§ **Set problem**
Each record must be retyped in full. No character may differ.

§ **Entries provided**
──────
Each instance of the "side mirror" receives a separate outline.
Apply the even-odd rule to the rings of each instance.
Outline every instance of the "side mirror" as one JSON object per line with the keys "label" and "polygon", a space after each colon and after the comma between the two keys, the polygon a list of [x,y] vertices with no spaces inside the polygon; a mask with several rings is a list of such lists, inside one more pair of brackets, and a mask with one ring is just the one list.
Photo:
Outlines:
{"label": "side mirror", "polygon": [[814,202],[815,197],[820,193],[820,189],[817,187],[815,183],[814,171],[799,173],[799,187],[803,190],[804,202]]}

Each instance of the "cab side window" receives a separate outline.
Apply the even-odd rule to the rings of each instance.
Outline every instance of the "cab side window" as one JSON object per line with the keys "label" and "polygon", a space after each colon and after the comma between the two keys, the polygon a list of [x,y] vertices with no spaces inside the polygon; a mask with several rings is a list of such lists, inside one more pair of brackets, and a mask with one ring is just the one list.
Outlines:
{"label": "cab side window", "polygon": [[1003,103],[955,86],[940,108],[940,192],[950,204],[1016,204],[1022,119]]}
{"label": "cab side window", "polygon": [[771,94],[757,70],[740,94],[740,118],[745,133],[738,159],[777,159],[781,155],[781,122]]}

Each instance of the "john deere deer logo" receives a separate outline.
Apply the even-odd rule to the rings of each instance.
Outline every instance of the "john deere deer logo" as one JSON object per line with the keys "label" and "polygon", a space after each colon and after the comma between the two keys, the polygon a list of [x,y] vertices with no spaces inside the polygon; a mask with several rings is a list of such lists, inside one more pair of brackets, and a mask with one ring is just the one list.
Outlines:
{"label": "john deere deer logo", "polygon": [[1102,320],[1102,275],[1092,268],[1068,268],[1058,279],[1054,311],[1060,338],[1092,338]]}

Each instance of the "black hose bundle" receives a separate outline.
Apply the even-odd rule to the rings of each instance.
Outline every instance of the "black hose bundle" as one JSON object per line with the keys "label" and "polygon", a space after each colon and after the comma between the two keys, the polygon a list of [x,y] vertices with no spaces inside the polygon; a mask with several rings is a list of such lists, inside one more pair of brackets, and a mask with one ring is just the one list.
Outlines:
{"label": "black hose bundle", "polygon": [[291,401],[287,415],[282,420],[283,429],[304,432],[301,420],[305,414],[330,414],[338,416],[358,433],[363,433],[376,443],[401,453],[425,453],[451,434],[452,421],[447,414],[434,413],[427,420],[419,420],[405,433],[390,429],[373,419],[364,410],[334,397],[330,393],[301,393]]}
──────
§ **Solution to this problem**
Each instance of the "side mirror" receives a separate outline.
Apply the even-odd rule to the rings of each instance.
Outline every instance of the "side mirror" as one JSON object per line with the keys "label" and "polygon", a space after each colon and after the comma between the two keys, the polygon a list of [x,y] vertices with no spaces inside the polygon; a mask with several rings is a list of such lists, inside one more pair of brackets, and a mask with one ring is just the one list.
Photo:
Outlines:
{"label": "side mirror", "polygon": [[814,202],[815,197],[820,193],[820,189],[817,187],[815,183],[814,171],[799,173],[799,187],[803,190],[804,202]]}

Each instance of the "cab side window" receives a separate outline.
Apply the even-odd rule to the rings of each instance.
Outline every instance of the "cab side window" as one JSON object per line with the keys "label" and "polygon", a space after each colon and after the comma between the two keys, the polygon a list of [x,y] vertices with no spaces inside the polygon; a mask with several rings is a list of such lists, inside one more pair of brackets, and a mask with one ring is just the one list.
Outlines:
{"label": "cab side window", "polygon": [[1003,103],[955,86],[940,108],[940,192],[950,204],[1016,204],[1022,119]]}
{"label": "cab side window", "polygon": [[771,94],[757,70],[740,94],[740,118],[745,133],[738,159],[777,159],[781,155],[781,122]]}

Each instance of the "john deere deer logo" receives a separate outline.
Apply the even-odd rule to the rings of each instance.
Outline every instance of the "john deere deer logo" as one JSON object per line with the keys "label" and "polygon", a space after each colon and after the comma between the two keys, the polygon a list of [x,y] vertices with no spaces inside the polygon; a mask with several rings is a list of such lists, inside one more pair of brackets, and a mask with one ring is just the one list.
Outlines:
{"label": "john deere deer logo", "polygon": [[1102,320],[1102,275],[1092,268],[1068,268],[1058,279],[1054,311],[1060,338],[1092,338]]}

Each instance of the "black hose bundle" receives a separate outline.
Apply the even-odd rule to the rings of each instance.
Outline every instance of the "black hose bundle" as one JSON object per line with the keys "label" and "polygon", a space after each colon and after the comma between the two keys, the polygon a list of [x,y] vertices with no spaces inside the polygon; a mask with several rings is a list of such lists, inside one more pair of brackets, and a mask with one ring is just the one list.
Outlines:
{"label": "black hose bundle", "polygon": [[291,401],[287,415],[282,420],[283,429],[304,432],[301,420],[305,414],[330,414],[338,416],[358,433],[363,433],[376,443],[401,453],[425,453],[451,434],[452,421],[447,414],[434,413],[427,420],[419,420],[405,433],[390,429],[373,419],[364,410],[334,397],[330,393],[301,393]]}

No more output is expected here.